◆ Task
Take the material below and retype it in full; pictures are left out.

◆ Exercise data
────────
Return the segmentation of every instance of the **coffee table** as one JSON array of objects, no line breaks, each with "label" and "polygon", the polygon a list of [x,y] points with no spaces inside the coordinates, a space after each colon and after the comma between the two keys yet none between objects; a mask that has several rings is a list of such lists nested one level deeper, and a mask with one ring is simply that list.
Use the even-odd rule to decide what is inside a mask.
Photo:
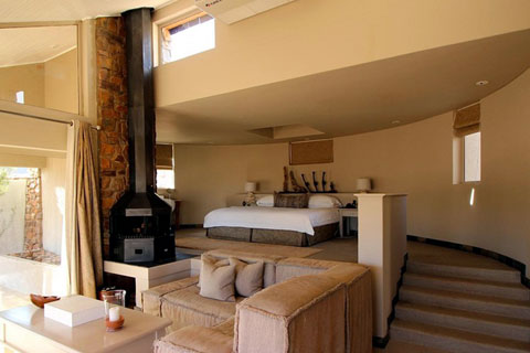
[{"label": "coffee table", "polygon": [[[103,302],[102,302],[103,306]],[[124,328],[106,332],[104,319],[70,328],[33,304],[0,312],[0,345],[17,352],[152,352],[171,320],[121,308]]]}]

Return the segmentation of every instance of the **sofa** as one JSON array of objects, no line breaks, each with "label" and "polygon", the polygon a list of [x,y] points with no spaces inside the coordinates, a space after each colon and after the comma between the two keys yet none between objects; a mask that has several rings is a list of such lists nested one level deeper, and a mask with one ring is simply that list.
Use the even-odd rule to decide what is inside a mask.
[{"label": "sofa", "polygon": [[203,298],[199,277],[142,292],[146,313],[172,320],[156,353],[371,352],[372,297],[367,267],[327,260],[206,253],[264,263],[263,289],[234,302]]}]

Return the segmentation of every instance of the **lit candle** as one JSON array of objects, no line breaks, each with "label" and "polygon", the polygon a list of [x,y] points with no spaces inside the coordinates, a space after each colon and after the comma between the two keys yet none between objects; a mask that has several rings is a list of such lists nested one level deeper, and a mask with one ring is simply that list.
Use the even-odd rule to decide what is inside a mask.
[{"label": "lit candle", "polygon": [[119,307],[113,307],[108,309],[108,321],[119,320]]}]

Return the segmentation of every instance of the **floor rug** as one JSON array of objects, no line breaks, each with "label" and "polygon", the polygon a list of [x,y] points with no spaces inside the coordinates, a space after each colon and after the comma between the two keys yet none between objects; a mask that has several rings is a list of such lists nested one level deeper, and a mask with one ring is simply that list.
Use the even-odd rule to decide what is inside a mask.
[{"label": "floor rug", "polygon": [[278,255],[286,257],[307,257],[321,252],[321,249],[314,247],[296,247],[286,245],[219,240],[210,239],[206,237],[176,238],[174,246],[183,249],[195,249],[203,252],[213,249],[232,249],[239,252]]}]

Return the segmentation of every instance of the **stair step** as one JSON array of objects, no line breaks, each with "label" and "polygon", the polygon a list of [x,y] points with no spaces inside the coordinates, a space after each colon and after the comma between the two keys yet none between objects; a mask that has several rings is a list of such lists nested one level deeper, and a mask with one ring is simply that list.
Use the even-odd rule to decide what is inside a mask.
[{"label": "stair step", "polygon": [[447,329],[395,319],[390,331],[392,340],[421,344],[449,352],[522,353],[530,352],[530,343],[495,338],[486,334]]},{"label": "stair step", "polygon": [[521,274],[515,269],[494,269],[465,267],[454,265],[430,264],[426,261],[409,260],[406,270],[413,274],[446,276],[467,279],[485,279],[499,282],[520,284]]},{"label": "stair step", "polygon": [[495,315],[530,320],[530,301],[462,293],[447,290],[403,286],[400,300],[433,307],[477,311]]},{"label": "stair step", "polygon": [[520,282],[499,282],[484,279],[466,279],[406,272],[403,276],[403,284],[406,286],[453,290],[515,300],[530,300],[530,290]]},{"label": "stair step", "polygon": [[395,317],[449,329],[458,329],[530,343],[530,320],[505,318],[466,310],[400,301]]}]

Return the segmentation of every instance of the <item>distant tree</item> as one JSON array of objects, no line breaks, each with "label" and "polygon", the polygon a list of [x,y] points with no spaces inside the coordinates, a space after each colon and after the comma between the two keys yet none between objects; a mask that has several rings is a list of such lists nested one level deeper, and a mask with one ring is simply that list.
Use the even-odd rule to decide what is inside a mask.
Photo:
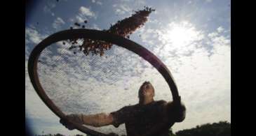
────────
◆ Reply to the task
Return the segmentation of every instance of the **coffee table** as one JSON array of objects, no line breaks, each with "label" and "polygon", the polygon a list of [x,y] points with no spaces inside the coordinates, a space after each colon and after the comma between the two keys yet none between objects; a mask that has several rings is a list of such lists nested one level deeper, and a mask with one ring is simply that list.
Use the even-odd rule to decide what is inside a mask.
Photo:
[{"label": "coffee table", "polygon": [[[103,302],[102,302],[103,306]],[[124,328],[106,332],[104,319],[70,328],[33,304],[0,312],[0,345],[17,352],[152,352],[171,320],[121,308]]]}]

Return the segmentation of every instance of the **sofa** as one JSON array of objects, no line breaks, each with "label" and "polygon", the polygon a list of [x,y] points with no spaces inside the coordinates, a space after each colon and after the comma between the two keys yet none between objects; a mask that has several rings is a list of such lists nested one level deeper, and a mask with one ring is simply that list.
Use the even-odd rule to decide what is inside a mask.
[{"label": "sofa", "polygon": [[203,298],[199,277],[142,292],[146,313],[172,320],[156,353],[371,352],[372,297],[367,267],[327,260],[206,253],[264,263],[263,289],[234,302]]}]

Return the segmentation of every instance of the **lit candle** as one JSON array of objects, no line breaks, each with "label" and "polygon", the polygon a list of [x,y] points with no spaces inside the coordinates, a space after each colon and after the comma between the two keys yet none between objects; a mask that has several rings is a list of such lists nested one level deeper, and a mask with one ring is simply that list.
Use the even-odd rule to decide what is inside a mask.
[{"label": "lit candle", "polygon": [[119,307],[113,307],[108,309],[108,321],[119,320]]}]

Return the segmentation of every instance of the **floor rug** as one JSON array of objects, no line breaks, each with "label" and "polygon", the polygon a list of [x,y] points with no spaces inside the coordinates, a space after each colon and after the comma between the two keys yet none between objects; a mask that has several rings is a list of such lists nested one level deeper, and a mask with one ring is simply that list.
Use the even-odd rule to decide what is inside a mask.
[{"label": "floor rug", "polygon": [[278,255],[286,257],[307,257],[321,252],[321,249],[314,247],[296,247],[286,245],[219,240],[210,239],[206,237],[176,238],[174,246],[183,249],[195,249],[203,252],[213,249],[232,249],[239,252]]}]

Return the segmentation of every instance of the **stair step** as one JSON array of objects, no line breaks, each with "label" and "polygon", the polygon a list of [x,y] points with no spaces inside the coordinates, a space after each colon and after the comma between the two keys yet none between objects; a mask that has several rings is a list of such lists nested one level deeper, and a mask with one ring is simply that list.
Use the even-odd rule to decide what is inside a mask.
[{"label": "stair step", "polygon": [[447,329],[395,319],[390,331],[392,340],[421,344],[449,352],[522,353],[530,352],[530,343],[495,338],[486,334]]},{"label": "stair step", "polygon": [[521,274],[515,269],[494,269],[465,267],[454,265],[430,264],[426,261],[409,260],[406,270],[413,274],[446,276],[467,279],[485,279],[499,282],[520,284]]},{"label": "stair step", "polygon": [[495,315],[530,320],[530,301],[462,293],[447,290],[403,286],[400,300],[433,307],[477,311]]},{"label": "stair step", "polygon": [[520,282],[499,282],[484,279],[466,279],[406,272],[403,276],[403,284],[406,286],[453,290],[515,300],[530,300],[530,290]]},{"label": "stair step", "polygon": [[395,317],[449,329],[458,329],[530,343],[530,320],[505,318],[466,310],[400,301]]}]

Return the segmentation of every instance of the <item>distant tree</item> as one JSON array of objects, no line breaks, each with "label" and "polygon", the polygon a list of [x,y] points with no spaces inside the coordinates, a space after each colon and after the comma between the two keys yet none between objects; a mask that has several rings is a list of such lists nested one level deeper, and a mask with one ring is simply that list.
Use the even-odd rule to decide what is inside a mask.
Photo:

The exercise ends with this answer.